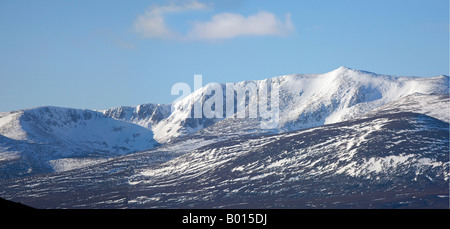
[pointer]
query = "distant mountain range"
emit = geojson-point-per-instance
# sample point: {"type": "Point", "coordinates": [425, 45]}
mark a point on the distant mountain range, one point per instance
{"type": "Point", "coordinates": [344, 139]}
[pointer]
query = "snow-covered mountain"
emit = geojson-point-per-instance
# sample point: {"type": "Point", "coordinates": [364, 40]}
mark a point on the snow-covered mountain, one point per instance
{"type": "Point", "coordinates": [305, 101]}
{"type": "Point", "coordinates": [396, 159]}
{"type": "Point", "coordinates": [48, 139]}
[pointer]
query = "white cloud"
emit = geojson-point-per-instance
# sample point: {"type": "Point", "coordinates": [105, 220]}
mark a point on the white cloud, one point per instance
{"type": "Point", "coordinates": [152, 23]}
{"type": "Point", "coordinates": [229, 25]}
{"type": "Point", "coordinates": [222, 26]}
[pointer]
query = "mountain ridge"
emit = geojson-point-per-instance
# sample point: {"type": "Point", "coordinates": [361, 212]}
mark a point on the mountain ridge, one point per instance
{"type": "Point", "coordinates": [49, 138]}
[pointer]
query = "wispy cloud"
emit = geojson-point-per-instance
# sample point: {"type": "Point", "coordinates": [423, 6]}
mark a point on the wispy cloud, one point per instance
{"type": "Point", "coordinates": [229, 25]}
{"type": "Point", "coordinates": [152, 24]}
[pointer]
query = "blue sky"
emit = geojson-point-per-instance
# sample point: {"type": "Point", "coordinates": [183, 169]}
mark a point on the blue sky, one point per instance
{"type": "Point", "coordinates": [100, 54]}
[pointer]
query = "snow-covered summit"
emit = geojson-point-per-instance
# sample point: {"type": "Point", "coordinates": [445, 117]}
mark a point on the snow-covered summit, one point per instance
{"type": "Point", "coordinates": [41, 136]}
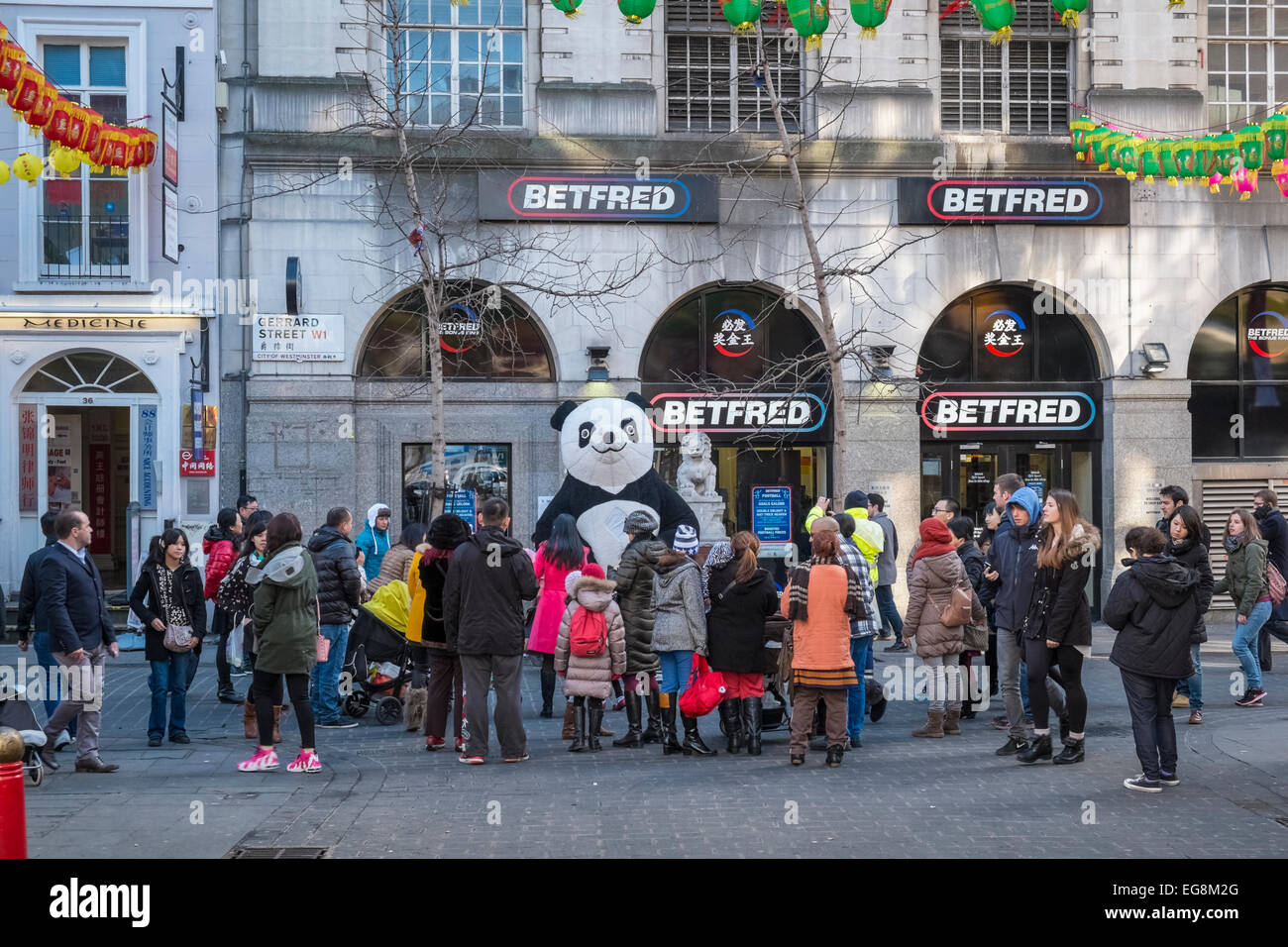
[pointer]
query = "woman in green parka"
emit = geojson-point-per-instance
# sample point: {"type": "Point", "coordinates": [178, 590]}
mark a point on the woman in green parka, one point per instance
{"type": "Point", "coordinates": [286, 633]}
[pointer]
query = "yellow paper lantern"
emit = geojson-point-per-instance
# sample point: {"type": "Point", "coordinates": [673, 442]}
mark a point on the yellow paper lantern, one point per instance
{"type": "Point", "coordinates": [27, 166]}
{"type": "Point", "coordinates": [64, 161]}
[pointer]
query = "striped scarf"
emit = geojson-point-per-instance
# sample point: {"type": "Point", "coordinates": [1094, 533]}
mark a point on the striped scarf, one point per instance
{"type": "Point", "coordinates": [798, 595]}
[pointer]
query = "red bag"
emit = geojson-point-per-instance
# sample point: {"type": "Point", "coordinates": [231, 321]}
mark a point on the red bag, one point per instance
{"type": "Point", "coordinates": [706, 689]}
{"type": "Point", "coordinates": [588, 633]}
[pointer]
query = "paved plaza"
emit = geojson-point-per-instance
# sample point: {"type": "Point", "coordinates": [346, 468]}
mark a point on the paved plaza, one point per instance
{"type": "Point", "coordinates": [381, 795]}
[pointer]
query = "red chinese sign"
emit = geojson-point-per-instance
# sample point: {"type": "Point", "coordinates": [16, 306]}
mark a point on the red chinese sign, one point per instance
{"type": "Point", "coordinates": [189, 467]}
{"type": "Point", "coordinates": [101, 497]}
{"type": "Point", "coordinates": [27, 486]}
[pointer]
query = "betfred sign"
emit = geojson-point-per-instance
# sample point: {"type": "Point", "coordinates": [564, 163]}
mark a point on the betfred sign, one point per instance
{"type": "Point", "coordinates": [1050, 414]}
{"type": "Point", "coordinates": [728, 414]}
{"type": "Point", "coordinates": [960, 200]}
{"type": "Point", "coordinates": [191, 467]}
{"type": "Point", "coordinates": [684, 198]}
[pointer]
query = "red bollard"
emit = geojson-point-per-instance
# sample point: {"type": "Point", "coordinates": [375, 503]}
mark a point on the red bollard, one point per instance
{"type": "Point", "coordinates": [13, 812]}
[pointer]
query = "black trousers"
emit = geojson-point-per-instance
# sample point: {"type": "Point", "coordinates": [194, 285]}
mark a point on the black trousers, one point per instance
{"type": "Point", "coordinates": [1149, 699]}
{"type": "Point", "coordinates": [268, 694]}
{"type": "Point", "coordinates": [1039, 660]}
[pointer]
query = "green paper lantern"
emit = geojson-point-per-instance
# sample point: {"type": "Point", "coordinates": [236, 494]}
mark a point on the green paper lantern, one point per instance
{"type": "Point", "coordinates": [810, 20]}
{"type": "Point", "coordinates": [741, 14]}
{"type": "Point", "coordinates": [635, 11]}
{"type": "Point", "coordinates": [996, 16]}
{"type": "Point", "coordinates": [868, 14]}
{"type": "Point", "coordinates": [1069, 11]}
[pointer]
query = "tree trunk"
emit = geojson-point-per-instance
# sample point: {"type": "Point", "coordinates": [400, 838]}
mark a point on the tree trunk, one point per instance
{"type": "Point", "coordinates": [824, 307]}
{"type": "Point", "coordinates": [432, 290]}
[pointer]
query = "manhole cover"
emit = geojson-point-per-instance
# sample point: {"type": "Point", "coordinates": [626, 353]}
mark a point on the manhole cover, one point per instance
{"type": "Point", "coordinates": [278, 852]}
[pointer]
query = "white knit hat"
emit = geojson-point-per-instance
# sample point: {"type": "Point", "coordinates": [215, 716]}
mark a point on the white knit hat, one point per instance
{"type": "Point", "coordinates": [686, 540]}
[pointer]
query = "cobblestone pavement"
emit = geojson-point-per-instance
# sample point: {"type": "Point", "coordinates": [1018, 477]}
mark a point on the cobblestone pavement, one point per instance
{"type": "Point", "coordinates": [380, 793]}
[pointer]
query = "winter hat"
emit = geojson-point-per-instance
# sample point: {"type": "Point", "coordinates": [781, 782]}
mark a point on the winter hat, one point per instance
{"type": "Point", "coordinates": [640, 521]}
{"type": "Point", "coordinates": [686, 540]}
{"type": "Point", "coordinates": [449, 531]}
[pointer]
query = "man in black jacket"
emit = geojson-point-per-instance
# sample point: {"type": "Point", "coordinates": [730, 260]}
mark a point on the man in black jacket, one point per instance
{"type": "Point", "coordinates": [1154, 607]}
{"type": "Point", "coordinates": [339, 592]}
{"type": "Point", "coordinates": [489, 579]}
{"type": "Point", "coordinates": [81, 637]}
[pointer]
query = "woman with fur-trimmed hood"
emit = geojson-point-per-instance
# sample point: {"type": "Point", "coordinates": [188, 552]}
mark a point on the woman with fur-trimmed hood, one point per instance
{"type": "Point", "coordinates": [1057, 624]}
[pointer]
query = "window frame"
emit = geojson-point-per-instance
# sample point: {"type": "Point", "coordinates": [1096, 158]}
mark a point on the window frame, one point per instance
{"type": "Point", "coordinates": [715, 30]}
{"type": "Point", "coordinates": [34, 33]}
{"type": "Point", "coordinates": [965, 30]}
{"type": "Point", "coordinates": [455, 31]}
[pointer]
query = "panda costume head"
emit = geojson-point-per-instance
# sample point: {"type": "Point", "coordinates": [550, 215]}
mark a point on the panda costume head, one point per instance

★ ★ ★ ★ ★

Transcribe the records above exactly, omitting every picture they contain.

[pointer]
query = "distant mountain range"
emit = geojson-point-per-instance
# sample point: {"type": "Point", "coordinates": [425, 45]}
mark a point on the distant mountain range, one point per instance
{"type": "Point", "coordinates": [344, 139]}
[pointer]
query = "snow-covered mountain"
emit = geojson-point-per-instance
# sample point: {"type": "Point", "coordinates": [364, 40]}
mark a point on the snow-covered mountain, one point per instance
{"type": "Point", "coordinates": [305, 101]}
{"type": "Point", "coordinates": [396, 159]}
{"type": "Point", "coordinates": [48, 139]}
[pointer]
query = "white cloud"
emit = geojson-point-per-instance
# sample point: {"type": "Point", "coordinates": [105, 220]}
mark a point on the white cloud, one point per instance
{"type": "Point", "coordinates": [152, 23]}
{"type": "Point", "coordinates": [229, 25]}
{"type": "Point", "coordinates": [222, 26]}
[pointer]
query = "mountain ridge"
emit = geojson-point-per-instance
# sample point: {"type": "Point", "coordinates": [361, 212]}
mark a point on the mountain ridge, one point per instance
{"type": "Point", "coordinates": [49, 138]}
[pointer]
query = "wispy cloud"
emit = geojson-point-per-instance
# sample point: {"type": "Point", "coordinates": [423, 6]}
mark a point on the wispy cloud, one point per instance
{"type": "Point", "coordinates": [229, 25]}
{"type": "Point", "coordinates": [152, 24]}
[pointer]
query = "blue sky"
emit = geojson-point-per-instance
# sample point: {"type": "Point", "coordinates": [183, 169]}
mark a point on the blue sky, one point per instance
{"type": "Point", "coordinates": [100, 54]}
[pointer]
query = "snow-covered summit"
emit = geojson-point-per-instance
# sample point: {"type": "Point", "coordinates": [445, 117]}
mark a point on the snow-covered summit, one point per instance
{"type": "Point", "coordinates": [41, 136]}
[pointer]
query = "woman in green parka"
emit = geojson-point-per-instance
# sample point: {"type": "Point", "coordinates": [178, 590]}
mark a point on the woman in green parka, one point per instance
{"type": "Point", "coordinates": [286, 633]}
[pointer]
query = "yellow paper lantern"
emit = geojson-point-per-instance
# sample point: {"type": "Point", "coordinates": [673, 442]}
mark a point on the yellow paper lantern, one point per instance
{"type": "Point", "coordinates": [27, 166]}
{"type": "Point", "coordinates": [64, 161]}
[pointer]
query = "striped scarf"
emit = geojson-point-per-instance
# sample point: {"type": "Point", "coordinates": [1094, 533]}
mark a point on the striped scarf, one point per instance
{"type": "Point", "coordinates": [798, 595]}
[pointer]
query = "red bag"
emit = geojson-point-per-instance
# sample point: {"type": "Point", "coordinates": [231, 321]}
mark a point on the red bag, one point per instance
{"type": "Point", "coordinates": [706, 689]}
{"type": "Point", "coordinates": [588, 633]}
[pointer]
query = "paved plaza"
emit = geojson-point-per-instance
# sample point: {"type": "Point", "coordinates": [346, 468]}
mark a point on the paved plaza, one point per instance
{"type": "Point", "coordinates": [381, 795]}
[pointer]
query = "red chinese sign"
emit = geojson-point-per-instance
# sample point: {"type": "Point", "coordinates": [16, 306]}
mark a point on the red chinese sign, one point per instance
{"type": "Point", "coordinates": [189, 467]}
{"type": "Point", "coordinates": [101, 497]}
{"type": "Point", "coordinates": [27, 486]}
[pointer]
query = "betfred sign"
emit = geojson-point-per-instance
# sample point: {"type": "Point", "coordinates": [564, 163]}
mark a point on the betfred sign, one point per instance
{"type": "Point", "coordinates": [1050, 414]}
{"type": "Point", "coordinates": [728, 414]}
{"type": "Point", "coordinates": [960, 200]}
{"type": "Point", "coordinates": [191, 467]}
{"type": "Point", "coordinates": [684, 198]}
[pointer]
query = "red bollard"
emit = geojson-point-per-instance
# sample point: {"type": "Point", "coordinates": [375, 503]}
mark a point on the red bollard, one point per instance
{"type": "Point", "coordinates": [13, 812]}
[pointer]
query = "black trousers"
emit = geojson-point-per-instance
# sample point: {"type": "Point", "coordinates": [194, 285]}
mark a point on the black trousers, one point per instance
{"type": "Point", "coordinates": [1149, 699]}
{"type": "Point", "coordinates": [268, 694]}
{"type": "Point", "coordinates": [1039, 660]}
[pointer]
query = "green paper lantern"
emit = geojson-point-per-instance
# sample point: {"type": "Point", "coordinates": [236, 494]}
mark a point on the green paper lantern, one point per instance
{"type": "Point", "coordinates": [810, 20]}
{"type": "Point", "coordinates": [741, 14]}
{"type": "Point", "coordinates": [635, 11]}
{"type": "Point", "coordinates": [996, 16]}
{"type": "Point", "coordinates": [868, 14]}
{"type": "Point", "coordinates": [1069, 11]}
[pointer]
query = "tree trunk"
emit = geojson-point-per-instance
# sample point: {"type": "Point", "coordinates": [400, 838]}
mark a point on the tree trunk, one point per instance
{"type": "Point", "coordinates": [824, 307]}
{"type": "Point", "coordinates": [432, 290]}
[pointer]
query = "manhole cover"
emit = geojson-point-per-instance
# sample point: {"type": "Point", "coordinates": [626, 353]}
mark a point on the manhole cover, one point per instance
{"type": "Point", "coordinates": [278, 852]}
[pointer]
query = "white knit hat"
emit = geojson-point-per-instance
# sample point: {"type": "Point", "coordinates": [215, 716]}
mark a point on the white knit hat, one point per instance
{"type": "Point", "coordinates": [686, 540]}
[pointer]
query = "cobblestone pavement"
emit = geojson-point-per-instance
# sample point: {"type": "Point", "coordinates": [1018, 477]}
mark a point on the cobblestone pavement, one point per instance
{"type": "Point", "coordinates": [380, 793]}
[pointer]
query = "winter hat"
emit = geojson-point-per-instance
# sample point: {"type": "Point", "coordinates": [781, 782]}
mark a point on the winter hat, one point per instance
{"type": "Point", "coordinates": [640, 521]}
{"type": "Point", "coordinates": [686, 540]}
{"type": "Point", "coordinates": [449, 531]}
[pointer]
query = "man in black jacket"
emit = geojson-point-per-instance
# sample point: {"type": "Point", "coordinates": [730, 260]}
mark a point on the man in black jacket, one point per instance
{"type": "Point", "coordinates": [1154, 607]}
{"type": "Point", "coordinates": [339, 592]}
{"type": "Point", "coordinates": [489, 579]}
{"type": "Point", "coordinates": [81, 637]}
[pointer]
query = "woman with fur-trimmed hood"
emit = geojson-point-per-instance
# sample point: {"type": "Point", "coordinates": [188, 552]}
mark a point on the woman with fur-trimmed hood, one point per instance
{"type": "Point", "coordinates": [1057, 624]}
[pointer]
query = "window frame"
emit = geojson-point-per-instance
# sample point: {"type": "Point", "coordinates": [1096, 158]}
mark a point on the window frame, one point per instance
{"type": "Point", "coordinates": [715, 30]}
{"type": "Point", "coordinates": [34, 33]}
{"type": "Point", "coordinates": [965, 30]}
{"type": "Point", "coordinates": [455, 31]}
[pointer]
query = "panda costume head"
emit = geojson-point-per-instance
# sample point: {"type": "Point", "coordinates": [550, 215]}
mark a point on the panda costume head, one point per instance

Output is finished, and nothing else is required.